Como já havia trabalhado em outra ficção histórica em “O Menino Rei”, procurei seguir o mesmo caminho de pesquisa antes de começar a planejar o quadrinho. A diferença, dessa vez, era o quanto eu poderia criar em cima dos eventos que descreveria. Dada a distância tanto espacial quanto temporal entre nós e o Egito Antigo (assim como os enormes buracos na reconstrução histórica da 18a Dinastia), tive um pouco mais de liberdade para costurar os eventos na história de Tutancâmon. Já em “As Sereias de Haarlem”, por tratar-se de uma história cujas protagonistas estavam vivas até poucos anos atrás, optei por me ater ainda mais aos eventos históricos documentados. Há uma certa licença poética na forma como estruturei a narrativa em torno de um conflito em específico, mas todos os eventos abordados são descritos tais quais os conheci.

Como foi trabalhar com a ilustradora Gio Guimarães?

* **Tarefas obrigatórias**
1) Traduza para o inglês a seguinte frase do texto sobre a pesquisa histórica para os quadrinhos: «Como já havia trabalhado em outra ficção histórica em “O Menino Rei”, procurei seguir o mesmo caminho de pesquisa antes de começar a planejar o quadrinho.»
2) Escreva o trecho seguinte do texto sobre a pesquisa histórica para os quadrinhos, começando logo após a última frase apresentada.

* **Dados fornecidos**
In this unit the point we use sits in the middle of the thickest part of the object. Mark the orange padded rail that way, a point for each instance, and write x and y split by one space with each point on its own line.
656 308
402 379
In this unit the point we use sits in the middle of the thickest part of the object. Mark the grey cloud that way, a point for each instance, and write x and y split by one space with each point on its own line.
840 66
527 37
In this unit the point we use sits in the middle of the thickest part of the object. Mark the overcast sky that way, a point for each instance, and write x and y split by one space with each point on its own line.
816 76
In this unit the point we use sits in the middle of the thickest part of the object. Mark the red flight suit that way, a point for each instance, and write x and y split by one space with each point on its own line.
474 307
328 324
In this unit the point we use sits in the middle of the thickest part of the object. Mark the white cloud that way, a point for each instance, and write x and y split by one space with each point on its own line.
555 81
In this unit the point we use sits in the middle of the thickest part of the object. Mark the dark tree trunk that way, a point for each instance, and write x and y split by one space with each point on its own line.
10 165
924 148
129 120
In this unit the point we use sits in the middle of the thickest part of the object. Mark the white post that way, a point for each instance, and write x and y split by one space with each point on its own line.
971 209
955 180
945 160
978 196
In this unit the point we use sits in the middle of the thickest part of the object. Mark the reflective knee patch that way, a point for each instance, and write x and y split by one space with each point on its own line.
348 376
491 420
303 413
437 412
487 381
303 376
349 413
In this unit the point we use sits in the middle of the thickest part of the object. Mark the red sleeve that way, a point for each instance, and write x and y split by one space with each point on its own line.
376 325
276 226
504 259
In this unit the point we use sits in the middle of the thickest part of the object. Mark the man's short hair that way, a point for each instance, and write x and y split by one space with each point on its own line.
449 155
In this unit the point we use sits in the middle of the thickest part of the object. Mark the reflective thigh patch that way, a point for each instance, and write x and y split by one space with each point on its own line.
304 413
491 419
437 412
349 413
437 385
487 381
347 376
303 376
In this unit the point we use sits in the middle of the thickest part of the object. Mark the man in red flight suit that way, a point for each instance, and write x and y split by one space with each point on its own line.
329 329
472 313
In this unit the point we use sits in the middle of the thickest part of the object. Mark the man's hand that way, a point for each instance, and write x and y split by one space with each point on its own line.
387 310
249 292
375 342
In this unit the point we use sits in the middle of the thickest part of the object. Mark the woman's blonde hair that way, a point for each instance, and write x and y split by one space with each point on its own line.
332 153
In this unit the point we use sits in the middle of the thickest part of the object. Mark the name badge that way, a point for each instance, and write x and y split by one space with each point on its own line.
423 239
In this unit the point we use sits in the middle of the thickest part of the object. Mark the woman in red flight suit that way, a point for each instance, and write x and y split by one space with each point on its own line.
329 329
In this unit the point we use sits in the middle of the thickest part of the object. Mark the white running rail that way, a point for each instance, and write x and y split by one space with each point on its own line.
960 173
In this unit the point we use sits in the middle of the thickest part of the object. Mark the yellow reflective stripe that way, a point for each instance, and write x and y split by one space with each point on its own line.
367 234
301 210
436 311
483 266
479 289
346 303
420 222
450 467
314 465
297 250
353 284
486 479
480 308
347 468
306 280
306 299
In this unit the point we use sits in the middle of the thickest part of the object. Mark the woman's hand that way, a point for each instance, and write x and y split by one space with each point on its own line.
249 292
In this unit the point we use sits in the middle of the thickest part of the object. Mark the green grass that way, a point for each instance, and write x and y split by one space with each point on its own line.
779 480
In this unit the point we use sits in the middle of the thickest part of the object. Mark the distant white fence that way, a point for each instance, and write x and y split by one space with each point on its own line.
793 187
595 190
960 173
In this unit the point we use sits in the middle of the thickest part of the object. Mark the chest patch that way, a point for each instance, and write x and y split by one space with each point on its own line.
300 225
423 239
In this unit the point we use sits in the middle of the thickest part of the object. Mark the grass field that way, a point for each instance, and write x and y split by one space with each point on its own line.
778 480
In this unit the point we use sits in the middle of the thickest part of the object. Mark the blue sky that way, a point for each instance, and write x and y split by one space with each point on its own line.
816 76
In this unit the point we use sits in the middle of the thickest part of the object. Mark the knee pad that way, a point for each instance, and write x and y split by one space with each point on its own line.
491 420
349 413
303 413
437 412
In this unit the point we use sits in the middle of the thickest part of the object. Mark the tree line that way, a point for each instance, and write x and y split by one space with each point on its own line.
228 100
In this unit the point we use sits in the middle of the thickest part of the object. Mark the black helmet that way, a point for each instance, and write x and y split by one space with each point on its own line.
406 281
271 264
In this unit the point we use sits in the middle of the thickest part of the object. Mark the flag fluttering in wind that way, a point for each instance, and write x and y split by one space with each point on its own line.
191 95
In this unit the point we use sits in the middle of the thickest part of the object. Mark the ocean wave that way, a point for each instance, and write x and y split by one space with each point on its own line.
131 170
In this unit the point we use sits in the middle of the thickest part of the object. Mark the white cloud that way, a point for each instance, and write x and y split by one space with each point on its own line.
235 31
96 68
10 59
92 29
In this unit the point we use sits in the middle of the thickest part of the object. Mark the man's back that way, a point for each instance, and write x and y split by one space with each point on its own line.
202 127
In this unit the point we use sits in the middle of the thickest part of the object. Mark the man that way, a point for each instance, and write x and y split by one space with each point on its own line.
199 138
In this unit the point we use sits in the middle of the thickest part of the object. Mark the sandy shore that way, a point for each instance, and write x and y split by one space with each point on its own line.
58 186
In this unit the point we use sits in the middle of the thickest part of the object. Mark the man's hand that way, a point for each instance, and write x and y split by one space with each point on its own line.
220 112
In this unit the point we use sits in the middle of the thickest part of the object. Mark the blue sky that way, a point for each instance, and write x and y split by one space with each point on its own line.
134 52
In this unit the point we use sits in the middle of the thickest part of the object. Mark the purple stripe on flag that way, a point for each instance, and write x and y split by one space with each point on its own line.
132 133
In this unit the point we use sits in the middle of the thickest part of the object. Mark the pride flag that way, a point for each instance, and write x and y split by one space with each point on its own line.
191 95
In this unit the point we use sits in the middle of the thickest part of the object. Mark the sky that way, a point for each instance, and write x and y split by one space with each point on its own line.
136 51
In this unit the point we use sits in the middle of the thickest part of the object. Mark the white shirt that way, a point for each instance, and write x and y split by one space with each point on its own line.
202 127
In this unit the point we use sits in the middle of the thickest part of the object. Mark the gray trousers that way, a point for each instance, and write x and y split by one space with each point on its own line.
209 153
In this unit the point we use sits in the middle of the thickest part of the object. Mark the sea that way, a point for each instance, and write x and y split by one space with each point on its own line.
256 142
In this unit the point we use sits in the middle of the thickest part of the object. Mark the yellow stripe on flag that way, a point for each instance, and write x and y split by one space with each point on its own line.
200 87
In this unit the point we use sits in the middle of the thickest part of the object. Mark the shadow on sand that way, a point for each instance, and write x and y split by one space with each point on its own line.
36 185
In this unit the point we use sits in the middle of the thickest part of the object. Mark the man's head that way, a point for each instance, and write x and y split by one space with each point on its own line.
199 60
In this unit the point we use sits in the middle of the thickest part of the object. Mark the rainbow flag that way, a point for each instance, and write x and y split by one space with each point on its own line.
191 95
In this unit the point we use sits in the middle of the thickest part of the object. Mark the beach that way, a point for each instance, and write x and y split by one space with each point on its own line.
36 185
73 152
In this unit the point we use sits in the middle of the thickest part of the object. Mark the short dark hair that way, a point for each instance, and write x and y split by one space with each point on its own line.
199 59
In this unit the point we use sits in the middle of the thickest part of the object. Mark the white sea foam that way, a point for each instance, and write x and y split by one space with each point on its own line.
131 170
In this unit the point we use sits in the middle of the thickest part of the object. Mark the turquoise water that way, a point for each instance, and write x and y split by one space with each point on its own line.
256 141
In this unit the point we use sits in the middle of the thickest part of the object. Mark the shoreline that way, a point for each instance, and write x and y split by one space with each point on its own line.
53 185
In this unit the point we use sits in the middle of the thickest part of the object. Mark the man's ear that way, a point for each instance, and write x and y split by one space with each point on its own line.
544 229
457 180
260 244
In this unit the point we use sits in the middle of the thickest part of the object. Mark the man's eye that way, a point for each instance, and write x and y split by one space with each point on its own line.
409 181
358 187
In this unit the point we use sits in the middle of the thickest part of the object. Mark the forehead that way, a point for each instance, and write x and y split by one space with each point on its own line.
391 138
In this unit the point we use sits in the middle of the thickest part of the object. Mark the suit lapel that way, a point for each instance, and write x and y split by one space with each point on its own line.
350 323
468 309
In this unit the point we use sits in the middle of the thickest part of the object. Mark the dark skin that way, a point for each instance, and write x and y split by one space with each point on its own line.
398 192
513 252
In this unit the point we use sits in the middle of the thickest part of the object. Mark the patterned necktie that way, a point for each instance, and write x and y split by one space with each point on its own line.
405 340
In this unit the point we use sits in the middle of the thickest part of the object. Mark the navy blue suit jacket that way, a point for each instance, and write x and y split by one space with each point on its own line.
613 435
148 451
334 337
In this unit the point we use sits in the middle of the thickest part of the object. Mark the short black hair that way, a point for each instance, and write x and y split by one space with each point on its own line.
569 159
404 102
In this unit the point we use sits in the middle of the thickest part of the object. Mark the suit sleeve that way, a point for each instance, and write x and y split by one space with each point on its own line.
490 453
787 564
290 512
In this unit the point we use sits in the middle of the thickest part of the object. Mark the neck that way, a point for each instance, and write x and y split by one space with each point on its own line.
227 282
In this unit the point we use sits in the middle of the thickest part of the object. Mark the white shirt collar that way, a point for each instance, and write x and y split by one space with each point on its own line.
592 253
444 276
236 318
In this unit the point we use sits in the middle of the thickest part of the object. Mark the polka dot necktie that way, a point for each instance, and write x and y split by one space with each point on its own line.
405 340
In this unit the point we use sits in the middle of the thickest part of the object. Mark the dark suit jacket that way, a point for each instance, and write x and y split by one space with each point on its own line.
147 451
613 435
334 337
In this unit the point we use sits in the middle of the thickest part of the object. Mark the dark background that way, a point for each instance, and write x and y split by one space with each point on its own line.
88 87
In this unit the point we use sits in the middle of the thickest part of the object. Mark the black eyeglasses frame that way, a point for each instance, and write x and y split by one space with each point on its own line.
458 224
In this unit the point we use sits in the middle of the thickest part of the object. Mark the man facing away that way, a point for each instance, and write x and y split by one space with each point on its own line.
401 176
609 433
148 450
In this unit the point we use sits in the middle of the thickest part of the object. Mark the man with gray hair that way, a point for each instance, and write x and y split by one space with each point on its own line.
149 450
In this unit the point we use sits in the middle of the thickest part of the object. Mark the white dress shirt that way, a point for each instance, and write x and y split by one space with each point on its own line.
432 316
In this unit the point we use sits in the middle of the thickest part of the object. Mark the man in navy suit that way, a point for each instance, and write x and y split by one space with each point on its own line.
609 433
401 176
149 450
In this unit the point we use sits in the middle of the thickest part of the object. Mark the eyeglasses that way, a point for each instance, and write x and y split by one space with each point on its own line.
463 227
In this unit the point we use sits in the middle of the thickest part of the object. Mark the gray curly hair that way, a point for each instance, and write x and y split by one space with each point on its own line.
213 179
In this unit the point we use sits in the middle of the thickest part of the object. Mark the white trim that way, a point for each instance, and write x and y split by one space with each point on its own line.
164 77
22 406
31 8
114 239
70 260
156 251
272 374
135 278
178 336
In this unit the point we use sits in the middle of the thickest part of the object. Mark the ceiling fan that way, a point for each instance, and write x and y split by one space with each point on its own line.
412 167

* **Respostas por item**
1) Since I had already worked on another historical fiction in “O Menino Rei,” I tried to follow the same research path before starting to plan the comic.

2)
Sendo uma história protagonizada por três mulheres, não havia sentido escolher um artista que não fosse também uma mulher. Enquanto buscava uma parceira para o projeto, então, conheci a belíssima arte em aquarela da Giovanna através da obra “A Música de Eric Zahn”. Na mesma hora, não fui mais capaz de visualizar a obra nas mãos de ninguém mais, já que ela carregava tanto a estética remetente à primeira metade do séc. XX quanto o simbolismo que a história pedia.

Como “As Sereias de Haarlem” se diferencia de seus trabalhos anteriores (“O Menino Rei” e “Gioconda”)?
Em primeiro lugar, muito obrigado por acompanhar nosso trabalho com tanto esmero! “Gioconda” é uma história de amor com pitadas de realismo mágico que é, de uma certa forma, uma carta de amor ao mundo das artes. Já “O Menino Rei” é o resultado da minha paixão por história antiga e mitologia. Em “As Sereias de Haarlem”, além de tentar apresentar a história fascinante dessas três jovens ao público brasileiro, minha intenção foi (e ainda é) de frisar o quão horrendo foi o período de ocupação nazista até mesmo para países que foram inicialmente tolerantes com os avanços das tropas alemães, como foi o caso dos Países Baixos. Sinto que agora, com lideranças mundiais flertando tanto com ideologias tão nocivas, precisamos estar ainda mais vigilantes. Apesar de se passar no passado, “As Sereias de Haarlem” talvez seja minha obra mais contemporânea até aqui.
Qual a importância em enfatizar a coragem e os dilemas morais enfrentados por Hannie, Truus e Freddie ao retratar essas personagens históricas?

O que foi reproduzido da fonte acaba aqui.